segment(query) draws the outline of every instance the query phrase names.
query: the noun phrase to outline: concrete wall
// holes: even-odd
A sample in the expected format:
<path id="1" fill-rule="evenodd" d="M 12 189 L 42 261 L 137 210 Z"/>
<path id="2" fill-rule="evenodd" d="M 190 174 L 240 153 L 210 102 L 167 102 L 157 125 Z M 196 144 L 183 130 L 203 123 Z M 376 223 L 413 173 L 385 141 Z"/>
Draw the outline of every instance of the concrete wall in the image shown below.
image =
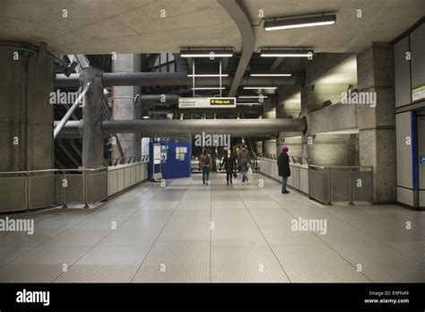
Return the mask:
<path id="1" fill-rule="evenodd" d="M 37 53 L 0 49 L 0 171 L 53 166 L 53 60 Z M 13 138 L 19 144 L 13 144 Z"/>
<path id="2" fill-rule="evenodd" d="M 139 72 L 141 70 L 140 55 L 118 54 L 113 63 L 114 72 Z M 114 87 L 112 118 L 114 120 L 133 120 L 141 117 L 140 107 L 135 106 L 132 99 L 140 92 L 140 87 Z M 121 99 L 120 99 L 121 98 Z M 138 134 L 118 134 L 124 157 L 134 157 L 141 154 L 141 138 Z M 112 158 L 120 158 L 119 150 L 112 145 Z"/>
<path id="3" fill-rule="evenodd" d="M 376 92 L 377 107 L 358 105 L 360 161 L 374 169 L 374 201 L 395 202 L 394 55 L 388 44 L 374 43 L 357 56 L 359 91 Z"/>

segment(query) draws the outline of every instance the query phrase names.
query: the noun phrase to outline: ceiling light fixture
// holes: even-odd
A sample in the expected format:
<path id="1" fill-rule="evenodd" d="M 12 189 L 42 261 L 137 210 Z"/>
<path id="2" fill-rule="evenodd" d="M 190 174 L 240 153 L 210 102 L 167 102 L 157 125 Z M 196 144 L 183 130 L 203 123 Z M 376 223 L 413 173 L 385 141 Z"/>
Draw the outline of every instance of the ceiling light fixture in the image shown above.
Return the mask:
<path id="1" fill-rule="evenodd" d="M 256 90 L 256 89 L 267 89 L 267 90 L 276 90 L 277 87 L 244 87 L 245 90 Z"/>
<path id="2" fill-rule="evenodd" d="M 262 50 L 262 57 L 313 57 L 313 50 Z"/>
<path id="3" fill-rule="evenodd" d="M 265 73 L 265 74 L 251 74 L 251 77 L 291 77 L 292 74 L 279 74 L 279 73 Z"/>
<path id="4" fill-rule="evenodd" d="M 278 30 L 301 27 L 333 25 L 335 22 L 335 14 L 299 17 L 294 19 L 265 22 L 265 30 Z"/>
<path id="5" fill-rule="evenodd" d="M 231 57 L 233 51 L 231 50 L 182 50 L 181 57 Z"/>
<path id="6" fill-rule="evenodd" d="M 239 99 L 266 99 L 266 95 L 240 95 L 238 98 Z"/>
<path id="7" fill-rule="evenodd" d="M 192 90 L 224 90 L 226 89 L 226 87 L 195 87 L 195 88 L 192 88 Z"/>

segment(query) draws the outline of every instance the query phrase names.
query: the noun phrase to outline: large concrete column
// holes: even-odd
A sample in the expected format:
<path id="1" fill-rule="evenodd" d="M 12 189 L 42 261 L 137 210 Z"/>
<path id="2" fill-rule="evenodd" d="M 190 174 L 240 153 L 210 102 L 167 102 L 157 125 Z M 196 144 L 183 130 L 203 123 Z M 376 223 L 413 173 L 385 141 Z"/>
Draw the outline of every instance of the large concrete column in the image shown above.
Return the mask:
<path id="1" fill-rule="evenodd" d="M 297 118 L 301 111 L 299 86 L 282 86 L 278 89 L 276 118 Z M 277 153 L 282 146 L 287 146 L 292 156 L 302 155 L 302 141 L 300 132 L 281 132 L 276 140 Z"/>
<path id="2" fill-rule="evenodd" d="M 0 171 L 53 167 L 53 60 L 37 56 L 0 49 Z"/>
<path id="3" fill-rule="evenodd" d="M 84 132 L 82 134 L 82 167 L 96 168 L 103 166 L 104 142 L 101 131 L 103 121 L 103 86 L 102 72 L 97 68 L 84 68 L 80 75 L 80 84 L 85 88 L 91 83 L 91 90 L 85 96 L 82 108 Z"/>
<path id="4" fill-rule="evenodd" d="M 377 106 L 357 106 L 360 161 L 373 166 L 374 201 L 396 200 L 393 48 L 373 44 L 357 56 L 360 92 L 376 92 Z"/>
<path id="5" fill-rule="evenodd" d="M 141 70 L 140 55 L 118 54 L 113 63 L 114 72 L 139 72 Z M 140 92 L 140 87 L 114 87 L 112 118 L 114 120 L 134 120 L 141 118 L 140 108 L 136 107 L 134 98 Z M 140 156 L 142 150 L 141 138 L 138 134 L 118 134 L 119 143 L 123 149 L 124 157 Z M 112 158 L 120 158 L 121 154 L 117 145 L 112 145 Z"/>

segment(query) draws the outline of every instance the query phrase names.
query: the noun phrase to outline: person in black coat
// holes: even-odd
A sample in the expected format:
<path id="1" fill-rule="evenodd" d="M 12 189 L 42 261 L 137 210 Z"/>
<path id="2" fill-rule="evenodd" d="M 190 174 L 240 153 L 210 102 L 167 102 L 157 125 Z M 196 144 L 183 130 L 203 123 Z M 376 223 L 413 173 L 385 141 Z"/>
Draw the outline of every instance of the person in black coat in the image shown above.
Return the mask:
<path id="1" fill-rule="evenodd" d="M 290 157 L 288 156 L 288 147 L 283 146 L 282 152 L 277 159 L 277 166 L 279 167 L 279 176 L 282 177 L 282 194 L 290 193 L 286 189 L 286 183 L 288 182 L 288 177 L 291 177 L 290 168 Z"/>
<path id="2" fill-rule="evenodd" d="M 221 160 L 221 163 L 220 164 L 220 167 L 223 167 L 224 169 L 226 170 L 226 180 L 227 180 L 227 185 L 229 186 L 229 178 L 230 178 L 230 183 L 233 170 L 236 168 L 236 159 L 235 157 L 231 154 L 230 149 L 227 150 L 227 154 L 223 157 L 223 160 Z"/>

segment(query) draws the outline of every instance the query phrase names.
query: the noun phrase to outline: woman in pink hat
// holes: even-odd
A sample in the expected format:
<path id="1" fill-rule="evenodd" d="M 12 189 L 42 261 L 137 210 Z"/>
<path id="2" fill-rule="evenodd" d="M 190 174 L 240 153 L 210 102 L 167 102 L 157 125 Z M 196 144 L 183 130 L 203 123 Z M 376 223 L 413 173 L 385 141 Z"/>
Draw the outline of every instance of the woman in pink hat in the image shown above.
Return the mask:
<path id="1" fill-rule="evenodd" d="M 277 166 L 279 167 L 279 176 L 282 177 L 282 194 L 290 193 L 286 189 L 286 183 L 288 182 L 288 177 L 291 177 L 290 168 L 290 157 L 288 156 L 288 147 L 283 146 L 282 152 L 277 159 Z"/>

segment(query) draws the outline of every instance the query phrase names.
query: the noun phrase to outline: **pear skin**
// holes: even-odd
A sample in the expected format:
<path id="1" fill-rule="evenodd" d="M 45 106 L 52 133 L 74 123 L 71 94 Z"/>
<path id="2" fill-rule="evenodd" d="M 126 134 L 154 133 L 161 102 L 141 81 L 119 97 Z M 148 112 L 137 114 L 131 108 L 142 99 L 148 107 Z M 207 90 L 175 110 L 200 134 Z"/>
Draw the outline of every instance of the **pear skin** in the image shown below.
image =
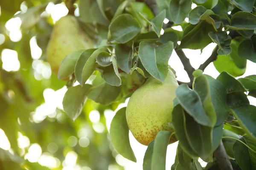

THE TASK =>
Pull out every line of the records above that contains the string "large", matching case exactly.

RESPONSE TO THIS TASK =>
query: the noun phrase to outline: large concrete column
Draw the outline of every instance of the large concrete column in the image shown above.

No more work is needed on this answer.